Task requirements: The required answer is each line in the entries below where "microphone" occurs.

Segment Open

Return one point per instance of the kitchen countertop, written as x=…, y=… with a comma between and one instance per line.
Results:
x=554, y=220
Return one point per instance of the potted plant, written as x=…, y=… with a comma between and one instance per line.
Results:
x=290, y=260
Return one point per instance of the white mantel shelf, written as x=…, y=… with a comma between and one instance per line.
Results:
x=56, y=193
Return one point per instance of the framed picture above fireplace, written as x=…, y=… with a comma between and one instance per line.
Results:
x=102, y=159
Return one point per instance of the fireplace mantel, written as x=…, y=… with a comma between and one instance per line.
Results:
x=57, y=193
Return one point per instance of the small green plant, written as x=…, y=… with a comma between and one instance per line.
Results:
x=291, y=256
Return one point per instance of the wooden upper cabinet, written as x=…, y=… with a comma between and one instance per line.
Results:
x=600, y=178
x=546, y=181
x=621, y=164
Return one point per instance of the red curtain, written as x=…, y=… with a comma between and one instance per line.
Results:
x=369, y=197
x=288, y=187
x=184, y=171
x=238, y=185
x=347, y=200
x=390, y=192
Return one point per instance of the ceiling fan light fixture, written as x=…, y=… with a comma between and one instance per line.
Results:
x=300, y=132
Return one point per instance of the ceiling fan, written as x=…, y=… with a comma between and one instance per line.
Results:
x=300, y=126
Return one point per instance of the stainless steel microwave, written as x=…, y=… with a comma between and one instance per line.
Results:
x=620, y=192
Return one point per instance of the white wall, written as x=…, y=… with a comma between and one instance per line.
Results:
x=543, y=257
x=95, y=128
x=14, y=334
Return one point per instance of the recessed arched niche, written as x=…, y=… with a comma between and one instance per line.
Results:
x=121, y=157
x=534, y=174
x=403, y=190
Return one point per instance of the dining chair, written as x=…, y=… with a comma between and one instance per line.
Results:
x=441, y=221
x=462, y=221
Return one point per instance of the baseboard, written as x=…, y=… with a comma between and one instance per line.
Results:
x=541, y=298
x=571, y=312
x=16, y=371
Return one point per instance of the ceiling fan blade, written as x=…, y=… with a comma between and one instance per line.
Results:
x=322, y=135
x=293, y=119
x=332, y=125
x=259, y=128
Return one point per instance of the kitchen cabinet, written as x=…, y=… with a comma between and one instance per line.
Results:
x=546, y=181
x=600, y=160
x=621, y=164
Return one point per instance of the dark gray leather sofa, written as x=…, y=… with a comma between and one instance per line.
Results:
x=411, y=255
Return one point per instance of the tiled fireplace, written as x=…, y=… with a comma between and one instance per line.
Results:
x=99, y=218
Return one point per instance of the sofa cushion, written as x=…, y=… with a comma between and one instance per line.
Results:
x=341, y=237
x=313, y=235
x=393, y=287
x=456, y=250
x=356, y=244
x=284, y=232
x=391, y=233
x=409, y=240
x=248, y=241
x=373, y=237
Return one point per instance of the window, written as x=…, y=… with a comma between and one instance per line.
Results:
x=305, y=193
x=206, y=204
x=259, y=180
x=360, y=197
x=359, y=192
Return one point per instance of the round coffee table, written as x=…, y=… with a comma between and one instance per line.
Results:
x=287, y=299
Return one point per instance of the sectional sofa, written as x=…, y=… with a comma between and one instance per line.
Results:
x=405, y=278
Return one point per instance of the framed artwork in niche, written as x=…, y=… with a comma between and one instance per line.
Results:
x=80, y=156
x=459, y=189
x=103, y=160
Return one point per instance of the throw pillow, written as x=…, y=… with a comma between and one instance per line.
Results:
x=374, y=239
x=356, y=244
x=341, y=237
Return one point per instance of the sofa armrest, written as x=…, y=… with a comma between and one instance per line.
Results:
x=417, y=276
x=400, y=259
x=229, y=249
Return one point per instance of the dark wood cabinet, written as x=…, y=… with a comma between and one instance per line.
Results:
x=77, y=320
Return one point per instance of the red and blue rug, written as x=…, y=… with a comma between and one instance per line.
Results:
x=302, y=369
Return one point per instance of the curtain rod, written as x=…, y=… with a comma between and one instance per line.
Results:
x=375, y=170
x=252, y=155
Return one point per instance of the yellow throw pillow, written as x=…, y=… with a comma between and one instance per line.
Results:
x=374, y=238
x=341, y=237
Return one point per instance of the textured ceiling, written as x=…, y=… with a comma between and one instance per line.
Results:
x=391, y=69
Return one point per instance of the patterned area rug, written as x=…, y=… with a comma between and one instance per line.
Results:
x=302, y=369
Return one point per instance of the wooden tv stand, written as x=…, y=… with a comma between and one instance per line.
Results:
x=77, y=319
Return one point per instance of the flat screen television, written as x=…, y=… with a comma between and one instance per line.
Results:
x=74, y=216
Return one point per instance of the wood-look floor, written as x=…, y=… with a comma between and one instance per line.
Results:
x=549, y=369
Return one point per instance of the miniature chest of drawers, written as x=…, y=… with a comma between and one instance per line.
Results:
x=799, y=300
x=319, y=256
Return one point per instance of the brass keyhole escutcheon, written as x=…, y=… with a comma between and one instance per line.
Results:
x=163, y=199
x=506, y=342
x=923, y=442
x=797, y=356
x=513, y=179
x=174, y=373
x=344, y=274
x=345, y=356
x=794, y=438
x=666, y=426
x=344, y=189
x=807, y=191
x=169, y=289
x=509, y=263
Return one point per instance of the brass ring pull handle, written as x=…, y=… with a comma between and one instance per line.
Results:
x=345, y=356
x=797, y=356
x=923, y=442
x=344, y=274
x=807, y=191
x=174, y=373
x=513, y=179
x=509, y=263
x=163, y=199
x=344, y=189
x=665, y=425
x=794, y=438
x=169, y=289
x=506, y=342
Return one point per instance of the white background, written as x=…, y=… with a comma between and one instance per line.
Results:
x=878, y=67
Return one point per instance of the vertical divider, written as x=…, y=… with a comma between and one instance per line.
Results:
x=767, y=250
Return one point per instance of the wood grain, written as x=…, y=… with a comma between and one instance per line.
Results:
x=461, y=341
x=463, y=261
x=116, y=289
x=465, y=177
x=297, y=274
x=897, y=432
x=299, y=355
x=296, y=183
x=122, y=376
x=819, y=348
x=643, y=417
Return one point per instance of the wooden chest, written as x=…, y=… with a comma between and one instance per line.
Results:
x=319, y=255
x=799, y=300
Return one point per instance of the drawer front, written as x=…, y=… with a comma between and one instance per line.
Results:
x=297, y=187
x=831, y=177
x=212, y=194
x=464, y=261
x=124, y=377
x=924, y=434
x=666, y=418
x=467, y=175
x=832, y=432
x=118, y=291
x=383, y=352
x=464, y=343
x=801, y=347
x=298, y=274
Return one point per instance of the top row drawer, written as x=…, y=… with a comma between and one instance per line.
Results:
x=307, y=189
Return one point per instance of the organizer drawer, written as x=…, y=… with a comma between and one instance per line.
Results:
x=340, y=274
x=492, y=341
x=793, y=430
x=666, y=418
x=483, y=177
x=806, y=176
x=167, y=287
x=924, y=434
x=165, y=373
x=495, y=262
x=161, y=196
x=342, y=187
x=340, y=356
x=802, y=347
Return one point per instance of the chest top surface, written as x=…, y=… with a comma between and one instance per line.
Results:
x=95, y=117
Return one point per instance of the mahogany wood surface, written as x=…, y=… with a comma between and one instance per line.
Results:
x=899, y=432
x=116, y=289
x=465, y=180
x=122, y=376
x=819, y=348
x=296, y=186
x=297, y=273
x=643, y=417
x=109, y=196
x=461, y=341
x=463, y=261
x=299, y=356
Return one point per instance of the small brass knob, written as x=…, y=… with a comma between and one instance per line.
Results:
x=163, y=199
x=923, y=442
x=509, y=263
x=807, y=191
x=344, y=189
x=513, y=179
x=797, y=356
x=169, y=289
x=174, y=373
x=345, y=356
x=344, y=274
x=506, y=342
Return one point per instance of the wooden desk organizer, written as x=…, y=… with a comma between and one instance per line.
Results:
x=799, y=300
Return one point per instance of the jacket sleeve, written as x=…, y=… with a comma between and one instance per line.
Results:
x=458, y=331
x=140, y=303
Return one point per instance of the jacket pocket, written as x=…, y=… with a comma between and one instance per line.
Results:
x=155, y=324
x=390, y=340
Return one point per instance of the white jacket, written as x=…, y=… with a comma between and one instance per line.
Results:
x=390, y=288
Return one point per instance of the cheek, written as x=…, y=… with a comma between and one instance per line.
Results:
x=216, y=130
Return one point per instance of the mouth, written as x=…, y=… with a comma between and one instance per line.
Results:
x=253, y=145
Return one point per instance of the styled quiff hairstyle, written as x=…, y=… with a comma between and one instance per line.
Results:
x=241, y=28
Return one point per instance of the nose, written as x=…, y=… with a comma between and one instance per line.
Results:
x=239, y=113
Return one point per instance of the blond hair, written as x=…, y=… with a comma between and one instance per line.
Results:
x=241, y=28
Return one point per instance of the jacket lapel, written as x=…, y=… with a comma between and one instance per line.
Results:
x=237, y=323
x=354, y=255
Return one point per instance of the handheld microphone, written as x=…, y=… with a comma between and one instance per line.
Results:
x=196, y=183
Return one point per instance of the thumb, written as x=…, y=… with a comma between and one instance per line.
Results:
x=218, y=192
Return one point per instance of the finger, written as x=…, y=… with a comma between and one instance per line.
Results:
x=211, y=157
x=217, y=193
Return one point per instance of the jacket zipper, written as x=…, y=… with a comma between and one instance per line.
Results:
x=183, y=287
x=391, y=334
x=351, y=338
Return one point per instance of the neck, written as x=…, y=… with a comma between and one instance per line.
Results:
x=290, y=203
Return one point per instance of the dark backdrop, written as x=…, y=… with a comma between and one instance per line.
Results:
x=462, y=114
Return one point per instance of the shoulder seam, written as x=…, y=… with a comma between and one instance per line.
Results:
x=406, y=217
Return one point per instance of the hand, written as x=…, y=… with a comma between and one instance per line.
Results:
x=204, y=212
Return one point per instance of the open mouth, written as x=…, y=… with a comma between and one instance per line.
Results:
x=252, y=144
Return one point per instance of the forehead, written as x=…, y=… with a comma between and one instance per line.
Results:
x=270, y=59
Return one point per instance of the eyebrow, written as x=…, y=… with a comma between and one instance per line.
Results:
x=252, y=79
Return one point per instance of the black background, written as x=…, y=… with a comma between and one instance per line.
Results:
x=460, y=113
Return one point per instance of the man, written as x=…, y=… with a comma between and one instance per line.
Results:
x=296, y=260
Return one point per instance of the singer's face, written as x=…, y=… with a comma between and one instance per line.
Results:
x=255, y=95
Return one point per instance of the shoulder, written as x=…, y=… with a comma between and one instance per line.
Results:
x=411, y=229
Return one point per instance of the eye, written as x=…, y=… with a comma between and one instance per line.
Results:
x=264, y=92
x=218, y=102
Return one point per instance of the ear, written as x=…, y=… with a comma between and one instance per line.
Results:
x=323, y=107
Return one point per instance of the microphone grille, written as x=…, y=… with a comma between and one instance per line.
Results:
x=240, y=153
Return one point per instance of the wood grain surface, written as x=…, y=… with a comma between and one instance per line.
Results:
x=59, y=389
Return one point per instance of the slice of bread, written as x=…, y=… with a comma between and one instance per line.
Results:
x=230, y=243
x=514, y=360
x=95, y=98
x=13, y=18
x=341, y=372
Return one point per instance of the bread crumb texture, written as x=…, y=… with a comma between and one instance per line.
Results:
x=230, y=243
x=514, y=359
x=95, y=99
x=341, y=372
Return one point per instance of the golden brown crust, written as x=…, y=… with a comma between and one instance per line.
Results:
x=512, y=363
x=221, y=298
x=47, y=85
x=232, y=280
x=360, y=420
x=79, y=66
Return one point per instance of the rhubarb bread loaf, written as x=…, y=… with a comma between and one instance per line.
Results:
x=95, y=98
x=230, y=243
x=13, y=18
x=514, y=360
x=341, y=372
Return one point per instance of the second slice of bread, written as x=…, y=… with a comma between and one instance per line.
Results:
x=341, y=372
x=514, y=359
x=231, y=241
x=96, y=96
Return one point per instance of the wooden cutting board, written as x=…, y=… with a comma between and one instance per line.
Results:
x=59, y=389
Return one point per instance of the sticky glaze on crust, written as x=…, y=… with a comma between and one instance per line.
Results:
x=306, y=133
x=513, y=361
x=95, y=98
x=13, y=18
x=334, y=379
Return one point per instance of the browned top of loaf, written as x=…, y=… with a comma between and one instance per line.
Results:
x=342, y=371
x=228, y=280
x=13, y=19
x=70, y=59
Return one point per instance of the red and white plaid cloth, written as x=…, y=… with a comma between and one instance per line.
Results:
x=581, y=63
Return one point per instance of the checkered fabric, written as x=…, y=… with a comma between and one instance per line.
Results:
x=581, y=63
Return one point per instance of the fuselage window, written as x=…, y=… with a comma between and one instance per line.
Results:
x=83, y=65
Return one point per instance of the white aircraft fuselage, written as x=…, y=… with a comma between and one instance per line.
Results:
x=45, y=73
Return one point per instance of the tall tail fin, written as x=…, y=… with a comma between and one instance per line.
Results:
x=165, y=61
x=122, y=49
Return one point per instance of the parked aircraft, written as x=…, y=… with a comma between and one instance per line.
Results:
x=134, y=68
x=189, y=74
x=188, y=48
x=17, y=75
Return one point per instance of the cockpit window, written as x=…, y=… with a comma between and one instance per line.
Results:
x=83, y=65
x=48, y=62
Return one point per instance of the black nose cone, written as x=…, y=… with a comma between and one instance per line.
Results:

Segment Closed

Solution for this problem:
Return one point per instance of the handheld microphone, written as x=…, y=… with a comma between and one instance per line.
Return one point per instance of the microphone grille, written as x=…, y=… with a comma between and one instance per line.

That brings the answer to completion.